Understanding the Validity of PDE Solutions with Variable Substitution

[bullet_ballet]

"Verify that, for any C¹ function f(x), u(x, t) = f(x - ct) is a solution of the PDE u_t + c u_x = 0, where c is a constant and u_t and u_x are partial derivatives."

I managed to get the solution for this and a similar problem by showing that the new variable (x - ct in this case) satisfies the PDE, but why does doing that work? Is it because if x-ct is a solution so is any function of it? That just doesn't sound right since you'd need at least two linearly independent solutions to make that kind of generalization. Or maybe I'm just an idiot. :)

Mucho thanks if anyone can point out what basic thing I'm missing.

 

[Clausius2]

"Verify that, for any C¹ function f(x), u(x, t) = f(x - ct) is a solution of the PDE u_t + c u_x = 0, where c is a constant and u_t and u_x are partial derivatives."

I managed to get the solution for this and a similar problem by acting on what the new variable is (x - ct in this case), but why does doing that work? Is it because if x-ct is a solution so is any function of it? That just doesn't sound right since you'd need at least two linearly independent solutions to make that kind of generalization. Or maybe I'm just an idiot. :)

[Data excerpted from a collection]
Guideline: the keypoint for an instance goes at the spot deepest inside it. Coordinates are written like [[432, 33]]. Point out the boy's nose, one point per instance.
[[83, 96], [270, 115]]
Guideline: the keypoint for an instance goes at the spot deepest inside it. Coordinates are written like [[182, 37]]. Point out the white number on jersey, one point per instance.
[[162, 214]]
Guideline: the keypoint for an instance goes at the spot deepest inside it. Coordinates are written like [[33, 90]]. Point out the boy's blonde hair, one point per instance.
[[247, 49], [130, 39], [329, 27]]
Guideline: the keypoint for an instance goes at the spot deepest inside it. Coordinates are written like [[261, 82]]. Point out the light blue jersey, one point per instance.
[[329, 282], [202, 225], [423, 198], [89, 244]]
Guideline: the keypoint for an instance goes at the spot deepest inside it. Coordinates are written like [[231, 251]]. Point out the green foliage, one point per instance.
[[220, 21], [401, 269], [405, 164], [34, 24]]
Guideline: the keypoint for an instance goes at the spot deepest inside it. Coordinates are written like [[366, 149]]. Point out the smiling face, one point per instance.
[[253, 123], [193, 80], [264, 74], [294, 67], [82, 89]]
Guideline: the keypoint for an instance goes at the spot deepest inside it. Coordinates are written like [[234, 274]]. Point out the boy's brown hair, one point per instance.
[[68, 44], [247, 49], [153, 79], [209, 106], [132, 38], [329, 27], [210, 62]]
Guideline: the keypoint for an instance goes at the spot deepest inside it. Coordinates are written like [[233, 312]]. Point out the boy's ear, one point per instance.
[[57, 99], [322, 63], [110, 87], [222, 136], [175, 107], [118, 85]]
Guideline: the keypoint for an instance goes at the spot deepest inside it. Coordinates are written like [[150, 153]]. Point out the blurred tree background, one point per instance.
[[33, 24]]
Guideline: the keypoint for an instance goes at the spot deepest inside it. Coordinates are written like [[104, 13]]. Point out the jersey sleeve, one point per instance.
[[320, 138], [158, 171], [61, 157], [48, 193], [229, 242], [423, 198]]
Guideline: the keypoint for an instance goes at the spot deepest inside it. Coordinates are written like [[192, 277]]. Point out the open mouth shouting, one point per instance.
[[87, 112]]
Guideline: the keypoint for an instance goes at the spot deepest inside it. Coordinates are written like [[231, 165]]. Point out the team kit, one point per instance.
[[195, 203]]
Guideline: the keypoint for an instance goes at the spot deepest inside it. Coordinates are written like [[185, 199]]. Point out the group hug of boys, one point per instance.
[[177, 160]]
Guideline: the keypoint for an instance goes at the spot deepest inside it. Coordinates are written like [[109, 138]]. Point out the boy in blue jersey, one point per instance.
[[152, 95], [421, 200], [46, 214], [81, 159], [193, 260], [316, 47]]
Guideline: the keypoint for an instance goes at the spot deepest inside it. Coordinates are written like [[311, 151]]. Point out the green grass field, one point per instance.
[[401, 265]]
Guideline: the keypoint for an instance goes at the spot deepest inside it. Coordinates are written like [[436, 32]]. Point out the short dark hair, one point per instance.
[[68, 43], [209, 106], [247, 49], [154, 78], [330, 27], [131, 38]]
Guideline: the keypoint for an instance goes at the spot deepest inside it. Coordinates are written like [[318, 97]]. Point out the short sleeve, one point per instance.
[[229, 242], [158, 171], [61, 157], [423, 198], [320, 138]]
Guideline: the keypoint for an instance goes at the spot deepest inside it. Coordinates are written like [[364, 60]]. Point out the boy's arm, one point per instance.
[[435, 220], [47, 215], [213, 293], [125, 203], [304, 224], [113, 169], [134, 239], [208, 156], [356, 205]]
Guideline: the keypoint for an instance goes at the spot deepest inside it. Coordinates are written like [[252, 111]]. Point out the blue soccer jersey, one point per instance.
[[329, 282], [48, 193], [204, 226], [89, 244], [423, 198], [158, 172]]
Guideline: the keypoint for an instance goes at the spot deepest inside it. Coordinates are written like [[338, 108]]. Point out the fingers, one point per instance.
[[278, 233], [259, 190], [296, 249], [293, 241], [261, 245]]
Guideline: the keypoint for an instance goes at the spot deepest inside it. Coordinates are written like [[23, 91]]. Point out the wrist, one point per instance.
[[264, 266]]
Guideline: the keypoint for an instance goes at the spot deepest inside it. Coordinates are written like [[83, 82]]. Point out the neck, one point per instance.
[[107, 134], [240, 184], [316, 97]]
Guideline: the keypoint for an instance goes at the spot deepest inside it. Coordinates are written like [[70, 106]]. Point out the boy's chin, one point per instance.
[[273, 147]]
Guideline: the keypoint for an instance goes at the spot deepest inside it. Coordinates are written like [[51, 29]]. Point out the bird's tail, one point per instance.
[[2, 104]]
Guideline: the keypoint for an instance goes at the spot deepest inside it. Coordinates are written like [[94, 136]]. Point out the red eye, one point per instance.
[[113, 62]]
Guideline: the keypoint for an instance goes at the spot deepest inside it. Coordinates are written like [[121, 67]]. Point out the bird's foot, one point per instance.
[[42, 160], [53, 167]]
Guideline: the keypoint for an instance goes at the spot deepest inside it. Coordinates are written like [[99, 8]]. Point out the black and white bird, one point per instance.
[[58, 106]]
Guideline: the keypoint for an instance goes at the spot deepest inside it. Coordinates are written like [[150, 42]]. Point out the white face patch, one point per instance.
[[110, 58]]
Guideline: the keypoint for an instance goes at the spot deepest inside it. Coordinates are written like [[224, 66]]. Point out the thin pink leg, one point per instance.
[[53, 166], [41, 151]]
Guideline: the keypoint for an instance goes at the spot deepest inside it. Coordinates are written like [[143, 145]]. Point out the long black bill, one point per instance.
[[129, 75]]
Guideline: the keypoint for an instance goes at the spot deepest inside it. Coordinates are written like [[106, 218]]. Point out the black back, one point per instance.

* _Required work_: Quote the stretch of the PDE thread from "[bullet_ballet]" through "thing I'm missing.".

* _Response to the exercise_:
[bullet_ballet]

"Verify that, for any C¹ function f(x), u(x, t) = f(x - ct) is a solution of the PDE u_t + c u_x = 0, where c is a constant and u_t and u_x are partial derivatives."

I managed to get the solution for this and a similar problem by showing that the new variable (x - ct in this case) satisfies the PDE, but why does doing that work? Is it because if x-ct is a solution so is any function of it? That just doesn't sound right since you'd need at least two linearly independent solutions to make that kind of generalization. Or maybe I'm just an idiot. :)

Mucho thanks if anyone can point out what basic thing I'm missing.